**Set problem**
Every line from the one containing "slat in this photo, one per instance." to the final line of the material below must be reproduced exactly; leave out all other lines.

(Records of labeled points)
--
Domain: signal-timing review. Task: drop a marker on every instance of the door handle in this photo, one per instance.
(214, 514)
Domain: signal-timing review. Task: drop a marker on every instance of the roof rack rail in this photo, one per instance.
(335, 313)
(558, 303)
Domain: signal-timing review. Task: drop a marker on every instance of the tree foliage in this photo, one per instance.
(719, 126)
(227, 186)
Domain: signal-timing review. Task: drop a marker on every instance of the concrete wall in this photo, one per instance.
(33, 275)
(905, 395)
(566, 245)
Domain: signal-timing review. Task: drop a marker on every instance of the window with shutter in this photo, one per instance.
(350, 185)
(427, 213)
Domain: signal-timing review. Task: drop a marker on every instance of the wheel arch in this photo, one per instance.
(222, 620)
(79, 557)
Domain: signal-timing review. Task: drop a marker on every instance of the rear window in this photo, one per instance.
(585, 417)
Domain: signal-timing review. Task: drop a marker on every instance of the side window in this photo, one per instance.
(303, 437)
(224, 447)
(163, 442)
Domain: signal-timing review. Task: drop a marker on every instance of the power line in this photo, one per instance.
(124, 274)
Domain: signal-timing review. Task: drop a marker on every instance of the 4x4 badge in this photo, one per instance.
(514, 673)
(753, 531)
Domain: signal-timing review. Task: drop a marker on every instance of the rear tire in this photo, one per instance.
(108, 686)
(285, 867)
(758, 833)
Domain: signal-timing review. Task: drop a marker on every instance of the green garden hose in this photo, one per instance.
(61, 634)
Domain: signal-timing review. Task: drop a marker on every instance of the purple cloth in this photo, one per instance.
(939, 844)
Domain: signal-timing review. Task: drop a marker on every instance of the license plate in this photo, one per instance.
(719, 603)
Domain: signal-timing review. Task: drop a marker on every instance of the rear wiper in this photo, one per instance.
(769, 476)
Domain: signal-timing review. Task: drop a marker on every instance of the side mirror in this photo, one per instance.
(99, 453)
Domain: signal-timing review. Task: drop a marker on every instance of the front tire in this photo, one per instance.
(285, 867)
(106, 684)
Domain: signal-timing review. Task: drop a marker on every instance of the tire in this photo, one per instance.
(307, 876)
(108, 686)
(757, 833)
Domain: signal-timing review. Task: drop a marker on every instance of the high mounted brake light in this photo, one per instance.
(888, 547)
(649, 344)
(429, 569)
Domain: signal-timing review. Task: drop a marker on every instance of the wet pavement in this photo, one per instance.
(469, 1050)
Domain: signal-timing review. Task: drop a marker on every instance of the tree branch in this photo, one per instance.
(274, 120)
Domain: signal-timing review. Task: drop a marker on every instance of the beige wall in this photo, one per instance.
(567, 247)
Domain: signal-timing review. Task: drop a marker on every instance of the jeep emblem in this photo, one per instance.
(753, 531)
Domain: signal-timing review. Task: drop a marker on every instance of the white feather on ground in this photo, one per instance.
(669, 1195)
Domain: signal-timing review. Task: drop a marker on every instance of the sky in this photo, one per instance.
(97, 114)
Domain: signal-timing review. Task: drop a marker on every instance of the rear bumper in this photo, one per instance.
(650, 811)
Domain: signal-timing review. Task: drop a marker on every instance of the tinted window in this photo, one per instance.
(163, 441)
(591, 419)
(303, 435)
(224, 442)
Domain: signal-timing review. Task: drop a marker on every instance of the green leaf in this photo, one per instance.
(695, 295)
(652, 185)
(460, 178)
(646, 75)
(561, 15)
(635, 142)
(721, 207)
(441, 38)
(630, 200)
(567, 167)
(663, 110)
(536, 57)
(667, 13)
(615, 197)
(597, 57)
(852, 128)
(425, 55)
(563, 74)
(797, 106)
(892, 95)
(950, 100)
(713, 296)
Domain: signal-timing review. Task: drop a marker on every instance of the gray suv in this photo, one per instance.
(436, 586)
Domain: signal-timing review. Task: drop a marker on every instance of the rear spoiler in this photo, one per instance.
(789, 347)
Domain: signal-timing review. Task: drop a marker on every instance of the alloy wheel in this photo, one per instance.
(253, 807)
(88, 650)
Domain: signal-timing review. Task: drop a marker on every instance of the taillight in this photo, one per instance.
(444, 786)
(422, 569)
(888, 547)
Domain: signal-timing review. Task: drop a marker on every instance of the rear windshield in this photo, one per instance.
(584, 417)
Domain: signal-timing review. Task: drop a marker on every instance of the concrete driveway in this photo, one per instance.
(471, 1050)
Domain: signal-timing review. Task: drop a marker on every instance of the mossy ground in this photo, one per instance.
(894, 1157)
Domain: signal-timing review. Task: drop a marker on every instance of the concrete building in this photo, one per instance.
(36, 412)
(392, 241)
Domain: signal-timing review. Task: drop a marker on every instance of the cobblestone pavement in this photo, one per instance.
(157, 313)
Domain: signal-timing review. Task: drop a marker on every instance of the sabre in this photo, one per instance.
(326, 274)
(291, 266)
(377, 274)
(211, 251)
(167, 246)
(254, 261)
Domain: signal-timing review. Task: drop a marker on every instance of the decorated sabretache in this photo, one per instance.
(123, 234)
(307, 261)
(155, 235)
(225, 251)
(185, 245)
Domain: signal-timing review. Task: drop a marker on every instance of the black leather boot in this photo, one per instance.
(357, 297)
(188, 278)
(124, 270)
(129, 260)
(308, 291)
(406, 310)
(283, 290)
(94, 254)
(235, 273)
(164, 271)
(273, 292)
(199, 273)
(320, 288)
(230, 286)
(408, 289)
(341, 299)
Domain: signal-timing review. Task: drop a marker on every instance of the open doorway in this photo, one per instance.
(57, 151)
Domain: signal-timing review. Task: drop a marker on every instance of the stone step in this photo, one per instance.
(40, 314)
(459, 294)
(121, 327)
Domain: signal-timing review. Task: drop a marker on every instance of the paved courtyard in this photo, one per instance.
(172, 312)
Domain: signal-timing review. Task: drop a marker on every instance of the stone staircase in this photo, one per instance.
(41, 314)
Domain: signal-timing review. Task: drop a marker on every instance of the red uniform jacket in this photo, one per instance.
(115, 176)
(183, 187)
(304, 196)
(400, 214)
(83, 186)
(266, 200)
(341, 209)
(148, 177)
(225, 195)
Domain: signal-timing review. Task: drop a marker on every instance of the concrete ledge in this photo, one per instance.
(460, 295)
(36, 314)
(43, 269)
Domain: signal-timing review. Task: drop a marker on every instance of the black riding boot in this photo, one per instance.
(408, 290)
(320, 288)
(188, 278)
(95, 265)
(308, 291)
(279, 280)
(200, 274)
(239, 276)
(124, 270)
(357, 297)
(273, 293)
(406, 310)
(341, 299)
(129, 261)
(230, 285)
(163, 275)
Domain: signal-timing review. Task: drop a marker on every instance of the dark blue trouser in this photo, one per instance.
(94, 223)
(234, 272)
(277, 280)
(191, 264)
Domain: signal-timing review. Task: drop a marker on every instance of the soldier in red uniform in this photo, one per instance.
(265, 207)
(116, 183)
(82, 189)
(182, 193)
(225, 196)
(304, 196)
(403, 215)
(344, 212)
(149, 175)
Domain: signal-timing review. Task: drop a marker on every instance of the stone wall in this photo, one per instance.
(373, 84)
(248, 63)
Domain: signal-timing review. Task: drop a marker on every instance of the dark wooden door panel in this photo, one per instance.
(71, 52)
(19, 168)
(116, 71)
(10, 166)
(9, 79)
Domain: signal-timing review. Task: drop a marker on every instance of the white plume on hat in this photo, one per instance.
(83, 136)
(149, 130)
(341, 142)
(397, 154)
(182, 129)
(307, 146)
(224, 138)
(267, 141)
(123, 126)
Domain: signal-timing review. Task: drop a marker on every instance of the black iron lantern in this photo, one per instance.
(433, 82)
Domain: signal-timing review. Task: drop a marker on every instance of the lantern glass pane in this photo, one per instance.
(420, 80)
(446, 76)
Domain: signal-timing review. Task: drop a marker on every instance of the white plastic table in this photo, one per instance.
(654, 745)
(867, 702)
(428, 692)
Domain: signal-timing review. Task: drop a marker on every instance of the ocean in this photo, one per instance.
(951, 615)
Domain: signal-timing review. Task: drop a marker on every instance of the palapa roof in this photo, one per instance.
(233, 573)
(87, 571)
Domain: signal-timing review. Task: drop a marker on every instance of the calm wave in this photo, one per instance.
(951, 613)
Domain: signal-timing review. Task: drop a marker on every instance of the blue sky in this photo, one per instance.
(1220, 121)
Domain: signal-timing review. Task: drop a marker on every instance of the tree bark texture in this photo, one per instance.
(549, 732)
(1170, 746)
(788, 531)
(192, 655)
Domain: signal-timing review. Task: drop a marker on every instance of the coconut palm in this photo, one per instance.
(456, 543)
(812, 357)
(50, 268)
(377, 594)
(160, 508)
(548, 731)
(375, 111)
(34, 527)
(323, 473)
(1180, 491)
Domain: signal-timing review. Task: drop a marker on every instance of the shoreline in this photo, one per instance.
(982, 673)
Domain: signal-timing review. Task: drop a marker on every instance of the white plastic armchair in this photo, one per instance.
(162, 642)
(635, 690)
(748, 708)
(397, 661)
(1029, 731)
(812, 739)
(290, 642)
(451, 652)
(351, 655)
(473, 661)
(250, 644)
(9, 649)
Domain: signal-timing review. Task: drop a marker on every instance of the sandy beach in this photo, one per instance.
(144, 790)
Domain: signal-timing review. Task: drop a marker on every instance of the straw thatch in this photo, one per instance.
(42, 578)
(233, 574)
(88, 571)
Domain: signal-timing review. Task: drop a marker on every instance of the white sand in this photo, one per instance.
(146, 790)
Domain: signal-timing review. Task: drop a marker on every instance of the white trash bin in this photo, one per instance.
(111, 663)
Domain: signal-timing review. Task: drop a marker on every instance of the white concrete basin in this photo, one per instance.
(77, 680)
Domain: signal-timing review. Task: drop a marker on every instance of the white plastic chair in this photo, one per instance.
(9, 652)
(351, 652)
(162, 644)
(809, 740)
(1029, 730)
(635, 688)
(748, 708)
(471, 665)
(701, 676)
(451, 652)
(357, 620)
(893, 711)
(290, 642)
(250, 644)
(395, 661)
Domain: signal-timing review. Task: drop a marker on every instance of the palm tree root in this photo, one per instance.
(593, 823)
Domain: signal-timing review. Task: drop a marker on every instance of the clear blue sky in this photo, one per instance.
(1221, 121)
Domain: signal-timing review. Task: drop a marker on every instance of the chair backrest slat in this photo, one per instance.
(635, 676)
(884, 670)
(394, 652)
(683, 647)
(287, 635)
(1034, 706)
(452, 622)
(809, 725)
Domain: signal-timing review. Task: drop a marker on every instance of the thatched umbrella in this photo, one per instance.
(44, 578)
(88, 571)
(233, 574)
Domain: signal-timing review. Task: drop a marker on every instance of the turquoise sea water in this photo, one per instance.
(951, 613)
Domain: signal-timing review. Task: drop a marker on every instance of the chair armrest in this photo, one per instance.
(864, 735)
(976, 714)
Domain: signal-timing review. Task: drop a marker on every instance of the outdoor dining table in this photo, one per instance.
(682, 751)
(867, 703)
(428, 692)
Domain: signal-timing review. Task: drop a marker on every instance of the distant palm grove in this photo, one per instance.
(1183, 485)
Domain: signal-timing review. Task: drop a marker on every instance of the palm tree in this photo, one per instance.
--
**Task answer**
Domain: signal-timing review. Task: drop a marker on every instance of the chair backrest slat in this photo, one per instance.
(635, 676)
(884, 670)
(394, 652)
(683, 647)
(287, 635)
(1034, 706)
(452, 622)
(809, 725)
Domain: signal-timing review. Task: drop a marker on every instance of the thatched umbrella in this photo, one per instance.
(44, 578)
(88, 571)
(233, 574)
Domain: signal-timing review. Task: drop a marker on every instance of the turquoise sea water in this photo, one per instance.
(951, 613)
Domain: signal-timing review. Task: drop a marker on every instance of the chair armrest in this photo, one per instance.
(864, 735)
(976, 714)
Domain: signal-timing review. Task: drop a marker on every instance of the outdoor dining table in this photo, one per instance.
(682, 751)
(867, 703)
(428, 692)
Domain: signal-timing review. Task: drop a marker on every instance of the distant palm grove in this photo, one per instance.
(1183, 485)
Domain: signal-timing review. Task: drop a marker on every instance of the palm tree in this photo, one per instance.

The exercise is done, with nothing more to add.